**Things to do**
- A) List every change that the model card names for Mistral-7B-v0.3 compared with Mistral-7B-v0.2.
- B) In the model card, repeat word for word the part that opens with the words containing "## Download" and closes with "mistral_models_path.mkdir(parents=True, exist_ok=True)".

##### Text passage #####

The Mistral-7B-Instruct-v0.3 Large Language Model (LLM) is an instruct fine-tuned version of the Mistral-7B-v0.3.

Mistral-7B-v0.3 has the following changes compared to [Mistral-7B-v0.2](https://huggingface.co/mistralai/Mistral-7B-Instruct-v0.2/edit/main/README.md)
- Extended vocabulary to 32768
- Supports v3 Tokenizer
- Supports function calling

## Installation

It is recommended to use `mistralai/Mistral-7B-Instruct-v0.3` with [mistral-inference](https://github.com/mistralai/mistral-inference). For HF transformers code snippets, please keep scrolling.


pip install mistral_inference


## Download

py
from huggingface_hub import snapshot_download
from pathlib import Path
mistral_models_path = Path.home().joinpath('mistral_models', '7B-Instruct-v0.3')
mistral_models_path.mkdir(parents=True, exist_ok=True)
snapshot_download(repo_id="mistralai/Mistral-7B-Instruct-v0.3", allow_patterns=["params.json", "consolidated.safetensors", "tokenizer.model.v3"], local_dir=mistral_models_path)


### Chat

After installing `mistral_inference`, a `mistral-chat` CLI command should be available in your environment. You can chat with the model using


mistral-chat $HOME/mistral_models/7B-Instruct-v0.3 --instruct --max_tokens 256


### Instruct following

py
from mistral_inference.model import Transformer
from mistral_inference.generate import generate
from mistral_common.tokens.tokenizers.mistral import MistralTokenizer
from mistral_common.protocol.instruct.messages import UserMessage
from mistral_common.protocol.instruct.request import ChatCompletionRequest
tokenizer = MistralTokenizer.from_file(f"{mistral_models_path}/tokenizer.model.v3")
model = Transformer.from_folder(mistral_models_path)
completion_request = ChatCompletionRequest(messages=[UserMessage(content="Explain Machine Learning to me in a nutshell.")])
tokens = tokenizer.encode_chat_completion(completion_request).tokens
out_tokens, _ = generate([tokens], model, max_tokens=64, temperature=0.0, eos_id=tokenizer.instruct_tokenizer.tokenizer.eos_id)
result = tokenizer.instruct_tokenizer.tokenizer.decode(out_tokens[0])
print(result)


### Function calling

py
from mistral_common.protocol.instruct.tool_calls import Function, Tool
from mistral_inference.model import Transformer
from mistral_inference.generate import generate
from mistral_common.tokens.tokenizers.mistral import MistralTokenizer
from mistral_common.protocol.instruct.messages import UserMessage
from mistral_common.protocol.instruct.request import ChatCompletionRequest
tokenizer = MistralTokenizer.from_file(f"{mistral_models_path}/tokenizer.model.v3")

##### Information given #####

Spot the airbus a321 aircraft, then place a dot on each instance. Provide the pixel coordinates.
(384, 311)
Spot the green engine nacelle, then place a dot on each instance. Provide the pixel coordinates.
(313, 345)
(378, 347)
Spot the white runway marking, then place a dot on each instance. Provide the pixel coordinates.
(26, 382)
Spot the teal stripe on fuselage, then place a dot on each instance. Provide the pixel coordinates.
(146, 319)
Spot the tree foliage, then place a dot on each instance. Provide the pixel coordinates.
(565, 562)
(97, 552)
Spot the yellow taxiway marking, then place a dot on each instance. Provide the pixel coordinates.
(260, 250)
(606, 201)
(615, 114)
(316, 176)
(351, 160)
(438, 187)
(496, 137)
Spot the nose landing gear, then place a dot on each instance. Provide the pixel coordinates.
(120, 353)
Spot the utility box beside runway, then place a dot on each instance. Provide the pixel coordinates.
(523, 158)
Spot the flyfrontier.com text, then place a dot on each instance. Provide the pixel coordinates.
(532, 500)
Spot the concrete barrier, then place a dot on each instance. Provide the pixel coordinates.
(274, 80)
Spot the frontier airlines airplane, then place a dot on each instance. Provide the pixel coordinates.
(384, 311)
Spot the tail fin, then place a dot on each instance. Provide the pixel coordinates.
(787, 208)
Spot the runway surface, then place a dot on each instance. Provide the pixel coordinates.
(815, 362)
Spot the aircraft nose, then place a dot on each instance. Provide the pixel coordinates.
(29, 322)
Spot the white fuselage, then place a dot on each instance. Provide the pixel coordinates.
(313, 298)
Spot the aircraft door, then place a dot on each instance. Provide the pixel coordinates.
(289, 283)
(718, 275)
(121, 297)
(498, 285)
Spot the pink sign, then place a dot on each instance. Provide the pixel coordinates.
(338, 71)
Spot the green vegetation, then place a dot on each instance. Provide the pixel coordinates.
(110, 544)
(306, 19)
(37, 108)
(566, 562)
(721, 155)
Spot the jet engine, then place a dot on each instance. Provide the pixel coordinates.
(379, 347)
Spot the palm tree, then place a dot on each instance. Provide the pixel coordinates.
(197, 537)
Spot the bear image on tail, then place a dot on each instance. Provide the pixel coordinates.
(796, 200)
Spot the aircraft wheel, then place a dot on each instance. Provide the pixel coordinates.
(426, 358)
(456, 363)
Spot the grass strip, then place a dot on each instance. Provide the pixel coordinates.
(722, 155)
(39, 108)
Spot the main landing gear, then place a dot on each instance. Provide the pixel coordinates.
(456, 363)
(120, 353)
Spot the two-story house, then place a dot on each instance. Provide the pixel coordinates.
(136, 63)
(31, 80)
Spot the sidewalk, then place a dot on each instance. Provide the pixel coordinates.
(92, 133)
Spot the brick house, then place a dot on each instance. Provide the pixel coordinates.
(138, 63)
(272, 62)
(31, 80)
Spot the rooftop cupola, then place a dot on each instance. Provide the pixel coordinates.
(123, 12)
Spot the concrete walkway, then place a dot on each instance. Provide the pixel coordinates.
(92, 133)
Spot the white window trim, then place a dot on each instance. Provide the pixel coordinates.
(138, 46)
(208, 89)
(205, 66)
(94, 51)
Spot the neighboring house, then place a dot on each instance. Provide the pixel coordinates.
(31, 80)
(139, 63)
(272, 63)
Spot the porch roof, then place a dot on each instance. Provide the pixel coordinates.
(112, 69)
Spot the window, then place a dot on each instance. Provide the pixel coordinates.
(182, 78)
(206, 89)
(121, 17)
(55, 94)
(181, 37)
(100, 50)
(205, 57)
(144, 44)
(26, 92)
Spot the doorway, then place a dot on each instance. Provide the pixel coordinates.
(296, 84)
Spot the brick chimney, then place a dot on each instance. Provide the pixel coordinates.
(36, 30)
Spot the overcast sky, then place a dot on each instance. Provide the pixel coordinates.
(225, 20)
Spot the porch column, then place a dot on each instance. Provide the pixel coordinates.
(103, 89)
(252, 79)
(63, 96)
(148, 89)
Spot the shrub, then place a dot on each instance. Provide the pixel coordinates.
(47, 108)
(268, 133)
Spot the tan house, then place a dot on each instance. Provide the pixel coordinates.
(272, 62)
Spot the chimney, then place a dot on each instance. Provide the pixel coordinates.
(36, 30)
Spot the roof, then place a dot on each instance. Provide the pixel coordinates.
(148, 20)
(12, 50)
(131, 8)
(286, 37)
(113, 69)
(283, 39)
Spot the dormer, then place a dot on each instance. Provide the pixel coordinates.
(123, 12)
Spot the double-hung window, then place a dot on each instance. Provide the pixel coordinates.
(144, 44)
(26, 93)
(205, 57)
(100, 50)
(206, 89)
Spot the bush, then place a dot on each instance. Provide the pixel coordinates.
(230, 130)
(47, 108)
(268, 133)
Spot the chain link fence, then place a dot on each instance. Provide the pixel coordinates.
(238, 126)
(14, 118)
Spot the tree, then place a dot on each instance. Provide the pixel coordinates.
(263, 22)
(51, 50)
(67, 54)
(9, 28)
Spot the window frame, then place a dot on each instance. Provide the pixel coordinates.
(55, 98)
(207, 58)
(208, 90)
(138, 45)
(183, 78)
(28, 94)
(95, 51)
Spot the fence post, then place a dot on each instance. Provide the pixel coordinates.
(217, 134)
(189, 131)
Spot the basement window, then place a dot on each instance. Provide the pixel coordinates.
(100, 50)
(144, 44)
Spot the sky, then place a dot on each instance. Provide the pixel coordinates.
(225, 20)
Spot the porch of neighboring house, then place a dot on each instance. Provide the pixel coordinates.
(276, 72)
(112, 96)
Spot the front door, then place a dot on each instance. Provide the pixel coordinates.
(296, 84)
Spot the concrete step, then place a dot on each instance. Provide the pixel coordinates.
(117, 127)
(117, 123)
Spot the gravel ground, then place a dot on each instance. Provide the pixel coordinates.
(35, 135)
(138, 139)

#####

**Responses to the exercise**
- A)
- Extended vocabulary to 32768
- Supports v3 Tokenizer
- Supports function calling

- B)
## Download

py
from huggingface_hub import snapshot_download
from pathlib import Path
mistral_models_path = Path.home().joinpath('mistral_models', '7B-Instruct-v0.3')
mistral_models_path.mkdir(parents=True, exist_ok=True)